TEXT TO READ>

┌────────

# Open-retrieval Conversation Question Answering
Based on the paper _Open-retrieval Conversation Question Answering_ by _Qu et al_.

Since ConverSE is built upon Haystack. This notebook is very similar to the original notebook on Dense Passage Retrieval https://colab.research.google.com/github/deepset-ai/haystack/blob/master/tutorials/Tutorial6_Better_Retrieval_via_DPR.ipynb#scrollTo=kFwiPP60A6N7

## Prepare environment

In [None]:
# Make sure you have a GPU running
!nvidia-smi


!pip install git+https://github.com/deepset-ai/haystack.git # Install the latest master of Haystack
!pip install git+https://github.com/giguru/converse.git  # Install the latest master of Converse

In [None]:
from haystack import Finder
from haystack.preprocessor.cleaning import clean_wiki_text
from haystack.preprocessor.utils import convert_files_to_dicts, fetch_archive_from_http
from haystack.reader.farm import FARMReader
from haystack.reader.transformers import TransformersReader
from haystack.utils import print_answers

from converse.src.reader.farm import FARMReader
from converse.src.reader.transformers import TransformersReader
from converse.src.retriever.dense_passage_retriever import DensePassageRetriever
from converse.src.converse import Converse

## Indexer and data

In [None]:
# Add document collection to a DocumentStore. The original text will be indexed. Conversion into embeddings can be 
# is done below.
from haystack.document_store.faiss import FAISSDocumentStore
document_store = FAISSDocumentStore()

└────────

AIM 1> Can you rewrite the paragraph of the open-retrieval conversation question answering notebook that begins "Since ConverSE is built upon Haystack" more briefly, keeping its main facts?
AIM 2> Could you write what comes next in the open-retrieval conversation question answering notebook, picking up right after "document_store = FAISSDocumentStore()"?

DATASET EXTRACT>
┌────────

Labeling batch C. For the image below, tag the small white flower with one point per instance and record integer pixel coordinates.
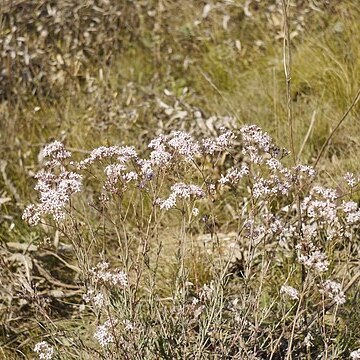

└────────

EXERCISE ANSWER 1> ConverSE is built on Haystack, so this notebook closely follows Haystack's original Dense Passage Retrieval notebook: https://colab.research.google.com/github/deepset-ai/haystack/blob/master/tutorials/Tutorial6_Better_Retrieval_via_DPR.ipynb#scrollTo=kFwiPP60A6N7

EXERCISE ANSWER 2>
In [None]:
from converse.src.retriever.dense_passage_retriever import DensePassageRetriever
retriever = DensePassageRetriever(
    document_store=document_store,
    query_embedding_model="facebook/dpr-question_encoder-single-nq-base",  # TODO replace with ORConvQA model
    passage_embedding_model="facebook/dpr-ctx_encoder-single-nq-base",  # TODO replace with ORConvQA model
    use_gpu=True,
    embed_title=True,
    max_seq_len=256,
    batch_size=16,
    remove_sep_tok_from_untitled_passages=True
)

# Embed passages
Since retrieval will be done on the embeddings, the embedding representation of the documents need to be computed
This only needs to be done once.

In [None]:
# document_store.update_embeddings(retriever)

In [None]:
# Load a local model or any of the QA models on Hugging Face's model hub (https://huggingface.co/models)
reader = FARMReader(model_name_or_path="deepset/roberta-base-squad2", use_gpu=True)

In [None]:
finder = Converse(reader, [retriever])

## Evaluate pipeline

In [None]:
# Evaluate combination of Reader and Retriever through Finder
finder_eval_results = finder.eval(top_k_retriever=1, top_k_reader=10)
finder.print_eval_results(finder_eval_results)